Exercise goal: Set out every row below as a Markdown table with two columns, Number and Line. Put each row's number beside its text and skip any blank lines.

Exercise materials:
— Start —
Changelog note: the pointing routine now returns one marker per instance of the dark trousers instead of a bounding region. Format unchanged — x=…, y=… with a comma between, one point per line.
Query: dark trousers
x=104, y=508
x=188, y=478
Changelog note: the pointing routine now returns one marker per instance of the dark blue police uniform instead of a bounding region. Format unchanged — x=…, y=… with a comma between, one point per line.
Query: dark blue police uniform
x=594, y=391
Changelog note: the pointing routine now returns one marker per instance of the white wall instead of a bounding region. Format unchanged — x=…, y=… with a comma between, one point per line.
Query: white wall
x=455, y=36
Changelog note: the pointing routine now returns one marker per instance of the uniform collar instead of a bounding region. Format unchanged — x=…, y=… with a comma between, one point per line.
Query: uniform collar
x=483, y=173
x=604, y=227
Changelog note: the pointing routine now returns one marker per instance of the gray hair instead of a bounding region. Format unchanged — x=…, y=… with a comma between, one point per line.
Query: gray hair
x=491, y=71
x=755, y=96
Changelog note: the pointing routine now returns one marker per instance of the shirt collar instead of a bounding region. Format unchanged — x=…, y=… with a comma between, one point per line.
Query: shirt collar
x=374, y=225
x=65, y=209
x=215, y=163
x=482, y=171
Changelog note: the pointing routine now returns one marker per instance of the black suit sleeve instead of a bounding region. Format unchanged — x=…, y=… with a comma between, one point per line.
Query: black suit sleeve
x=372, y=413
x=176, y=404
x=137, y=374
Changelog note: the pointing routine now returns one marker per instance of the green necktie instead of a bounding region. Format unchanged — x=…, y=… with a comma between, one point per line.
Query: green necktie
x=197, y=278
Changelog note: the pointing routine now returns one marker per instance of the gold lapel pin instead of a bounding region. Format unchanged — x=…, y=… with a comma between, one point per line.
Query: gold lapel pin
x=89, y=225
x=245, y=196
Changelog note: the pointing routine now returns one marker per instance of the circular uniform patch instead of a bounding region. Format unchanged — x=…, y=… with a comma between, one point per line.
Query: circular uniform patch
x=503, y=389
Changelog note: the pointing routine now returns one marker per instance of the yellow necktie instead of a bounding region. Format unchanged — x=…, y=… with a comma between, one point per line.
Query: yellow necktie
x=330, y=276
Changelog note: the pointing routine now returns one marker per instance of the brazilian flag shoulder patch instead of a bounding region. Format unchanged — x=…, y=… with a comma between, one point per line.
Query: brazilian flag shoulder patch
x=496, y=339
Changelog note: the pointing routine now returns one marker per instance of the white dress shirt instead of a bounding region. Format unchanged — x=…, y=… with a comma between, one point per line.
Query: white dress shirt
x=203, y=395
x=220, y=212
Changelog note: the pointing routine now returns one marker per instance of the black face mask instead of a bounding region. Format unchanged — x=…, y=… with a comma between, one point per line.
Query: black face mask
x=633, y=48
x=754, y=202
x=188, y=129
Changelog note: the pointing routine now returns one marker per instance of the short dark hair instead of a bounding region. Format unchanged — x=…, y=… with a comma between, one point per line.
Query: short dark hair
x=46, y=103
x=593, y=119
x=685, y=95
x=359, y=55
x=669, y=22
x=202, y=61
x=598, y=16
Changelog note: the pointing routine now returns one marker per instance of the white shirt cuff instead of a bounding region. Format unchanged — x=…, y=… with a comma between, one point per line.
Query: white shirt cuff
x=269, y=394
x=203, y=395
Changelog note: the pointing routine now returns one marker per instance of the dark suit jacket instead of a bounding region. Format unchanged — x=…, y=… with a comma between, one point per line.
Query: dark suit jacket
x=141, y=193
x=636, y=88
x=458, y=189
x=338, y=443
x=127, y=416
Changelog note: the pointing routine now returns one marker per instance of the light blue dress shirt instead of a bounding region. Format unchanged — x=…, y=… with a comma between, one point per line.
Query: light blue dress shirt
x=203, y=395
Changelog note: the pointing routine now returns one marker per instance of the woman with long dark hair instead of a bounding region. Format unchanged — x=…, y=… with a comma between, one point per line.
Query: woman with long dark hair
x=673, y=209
— End —
In response:
| Number | Line |
|---|---|
| 1 | Changelog note: the pointing routine now returns one marker per instance of the dark trousers instead of a bounding region. Format unchanged — x=…, y=… with a comma between, one point per line. |
| 2 | Query: dark trousers |
| 3 | x=104, y=508 |
| 4 | x=188, y=478 |
| 5 | Changelog note: the pointing routine now returns one marker per instance of the dark blue police uniform instead of a bounding region. Format unchanged — x=…, y=… with a comma between, one point per line. |
| 6 | Query: dark blue police uniform |
| 7 | x=594, y=391 |
| 8 | Changelog note: the pointing routine now returns one marker per instance of the white wall instead of a bounding region. Format unchanged — x=…, y=… with a comma between, one point per line. |
| 9 | Query: white wall |
| 10 | x=455, y=36 |
| 11 | Changelog note: the pointing routine now returns one marker per instance of the uniform collar instead of a bounding region. Format unchanged — x=…, y=… with a comma between, one point per line. |
| 12 | Query: uniform collar |
| 13 | x=483, y=173 |
| 14 | x=604, y=227 |
| 15 | Changelog note: the pointing routine now returns one marker per instance of the gray hair instead of a bounding region. Format unchanged — x=…, y=… with a comma between, one point per line. |
| 16 | Query: gray hair |
| 17 | x=491, y=71 |
| 18 | x=755, y=96 |
| 19 | Changelog note: the pointing routine now returns one marker per instance of the shirt collar instead of a bounding region. Format unchanged — x=…, y=… with a comma between, one point per line. |
| 20 | Query: shirt collar |
| 21 | x=374, y=225 |
| 22 | x=65, y=209 |
| 23 | x=215, y=163 |
| 24 | x=482, y=171 |
| 25 | Changelog note: the pointing routine now returns one marker per instance of the black suit sleeve instead of a bounding region. Format unchanged — x=…, y=… with a comma between, one point per line. |
| 26 | Query: black suit sleeve |
| 27 | x=372, y=413 |
| 28 | x=176, y=404 |
| 29 | x=137, y=374 |
| 30 | Changelog note: the pointing routine now returns one marker per instance of the green necktie instead of a bounding region. Format unchanged — x=…, y=… with a comma between, one point per line. |
| 31 | Query: green necktie |
| 32 | x=197, y=278 |
| 33 | Changelog note: the pointing routine now returns one marker per instance of the gold lapel pin instead of a bounding region. Format unchanged — x=…, y=… with a comma between, one point per line. |
| 34 | Query: gold lapel pin |
| 35 | x=89, y=225 |
| 36 | x=245, y=196 |
| 37 | Changelog note: the pointing routine now returns one marker per instance of the circular uniform patch instead of a bounding region. Format unchanged — x=…, y=… with a comma between, one point per line. |
| 38 | Query: circular uniform patch |
| 39 | x=503, y=389 |
| 40 | Changelog note: the pointing routine now returns one marker per instance of the yellow necktie instead of a bounding region. Format unchanged — x=…, y=… with a comma between, one point per line. |
| 41 | Query: yellow necktie |
| 42 | x=330, y=276 |
| 43 | Changelog note: the pointing routine now returns one marker per instance of the brazilian flag shoulder patch instead of a bounding region. Format unchanged — x=…, y=… with a comma between, one point per line. |
| 44 | Query: brazilian flag shoulder patch |
| 45 | x=496, y=339 |
| 46 | Changelog note: the pointing routine now returns one marker per instance of the white dress shirt instead of a bounding region. Format unchanged — x=…, y=… with a comma between, one point per line. |
| 47 | Query: white dress shirt |
| 48 | x=203, y=395 |
| 49 | x=220, y=212 |
| 50 | Changelog note: the pointing routine now returns one marker per instance of the black face mask instead of a bounding region. Format unchanged — x=…, y=… with a comma between, one point per line. |
| 51 | Query: black face mask |
| 52 | x=633, y=48 |
| 53 | x=754, y=202 |
| 54 | x=188, y=129 |
| 55 | Changelog note: the pointing routine now returns one marker per instance of the short dark hair instead of a bounding region. Format unchanged — x=…, y=… with a comma between, one point per line. |
| 56 | Query: short dark hair |
| 57 | x=46, y=103 |
| 58 | x=593, y=119 |
| 59 | x=685, y=95 |
| 60 | x=359, y=55 |
| 61 | x=669, y=22 |
| 62 | x=202, y=61 |
| 63 | x=598, y=16 |
| 64 | Changelog note: the pointing routine now returns one marker per instance of the white shirt cuff instead of a bounding region. Format unchanged — x=…, y=… with a comma between, one point per line. |
| 65 | Query: white shirt cuff |
| 66 | x=269, y=394 |
| 67 | x=203, y=395 |
| 68 | Changelog note: the pointing routine now returns one marker per instance of the dark suit jacket instead of a bounding region. Format unchanged — x=…, y=… with a comma between, one point per line. |
| 69 | Query: dark suit jacket |
| 70 | x=141, y=193 |
| 71 | x=636, y=88 |
| 72 | x=458, y=189 |
| 73 | x=338, y=443 |
| 74 | x=127, y=416 |
| 75 | Changelog note: the pointing routine now returns one marker per instance of the light blue dress shirt instead of a bounding region. Format unchanged — x=…, y=… with a comma between, one point per line. |
| 76 | Query: light blue dress shirt |
| 77 | x=203, y=395 |
| 78 | Changelog note: the pointing routine now returns one marker per instance of the woman with long dark hair instead of a bounding region. Format unchanged — x=…, y=… with a comma between, one point per line. |
| 79 | Query: woman with long dark hair |
| 80 | x=673, y=209 |